Exercise prompt:
Convert these items into a two-column CSV with the headers "prompt" and "reply", one row per item. Put each item's text and its answer in their own quoted fields, replacing any line breaks with spaces.

Material for this task:
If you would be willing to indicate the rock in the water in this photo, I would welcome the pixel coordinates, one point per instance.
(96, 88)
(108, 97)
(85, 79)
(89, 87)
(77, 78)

Reply to the exercise:
prompt,reply
"If you would be willing to indicate the rock in the water in this photo, I would welcome the pixel coordinates, one point per instance.","(96, 88) (108, 97) (85, 79) (89, 87) (77, 78)"